- **TASK DESCRIPTION**
Read through the entries below and copy each line where "instance" turns up.

--

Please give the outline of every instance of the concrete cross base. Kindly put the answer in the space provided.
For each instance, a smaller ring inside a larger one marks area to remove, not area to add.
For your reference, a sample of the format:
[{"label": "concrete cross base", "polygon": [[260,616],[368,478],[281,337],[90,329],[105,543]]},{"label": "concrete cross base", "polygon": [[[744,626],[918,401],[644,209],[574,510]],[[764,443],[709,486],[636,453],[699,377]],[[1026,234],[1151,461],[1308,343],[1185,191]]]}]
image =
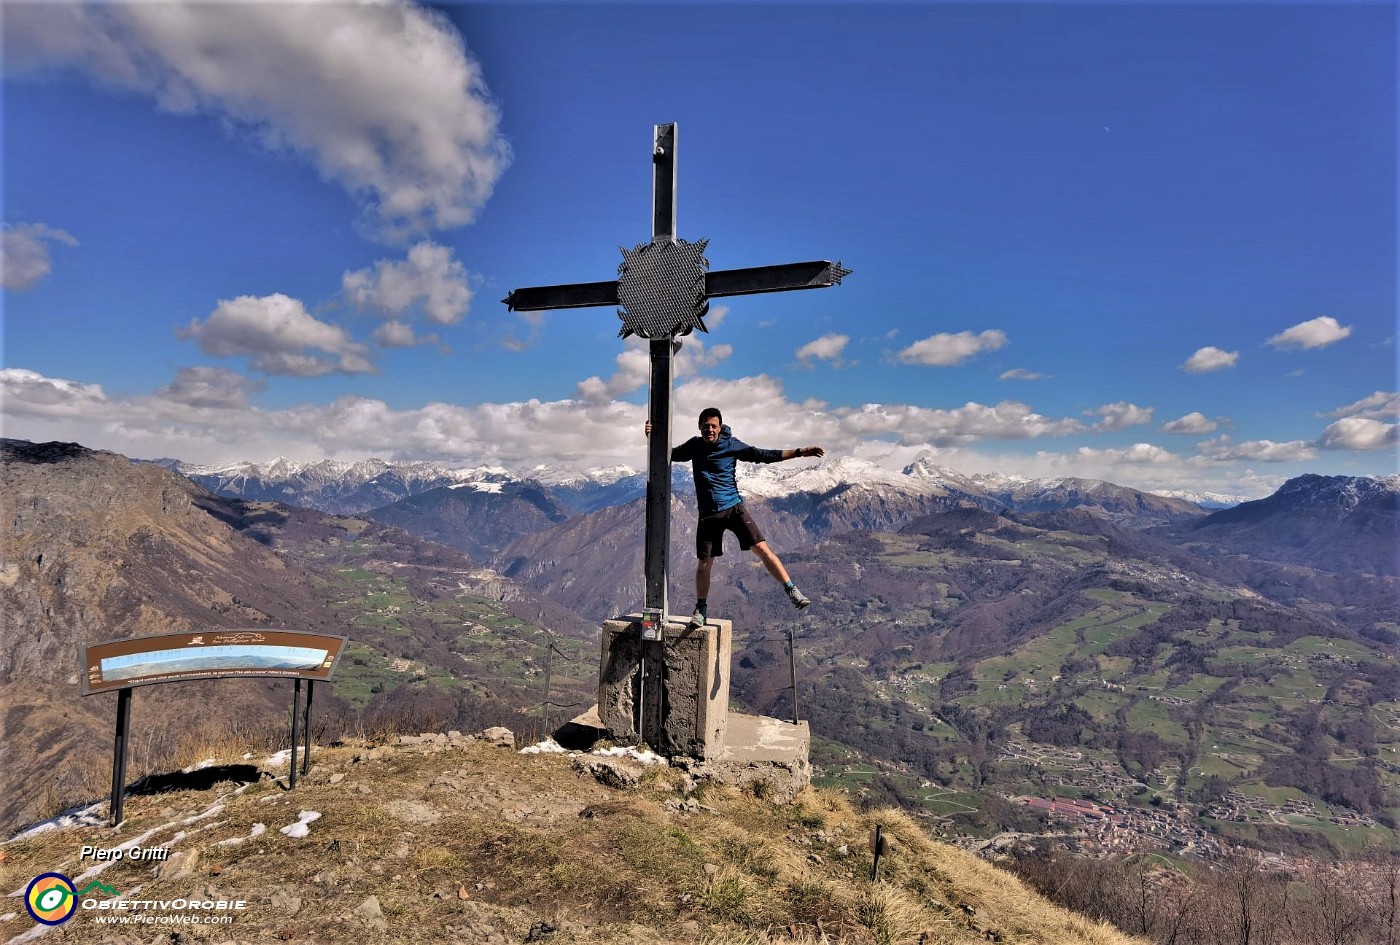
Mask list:
[{"label": "concrete cross base", "polygon": [[671,764],[700,780],[752,786],[759,797],[786,803],[812,783],[812,733],[806,722],[783,722],[730,712],[728,744],[705,761],[672,758]]},{"label": "concrete cross base", "polygon": [[643,641],[641,615],[603,622],[598,718],[608,737],[644,742],[667,758],[717,759],[726,744],[733,624],[698,629],[666,619],[660,642]]},{"label": "concrete cross base", "polygon": [[590,736],[645,743],[696,779],[791,800],[812,781],[811,732],[729,710],[732,652],[728,620],[692,630],[671,617],[660,642],[642,640],[639,614],[604,621],[596,714],[575,719],[571,734],[580,747]]}]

--

- **RESPONSE**
Please give the outline of every instance of the concrete cross base. Kindly put the answer in the space provided.
For each instance, a smaller ring inside a larger one marks area to remove, not area to add.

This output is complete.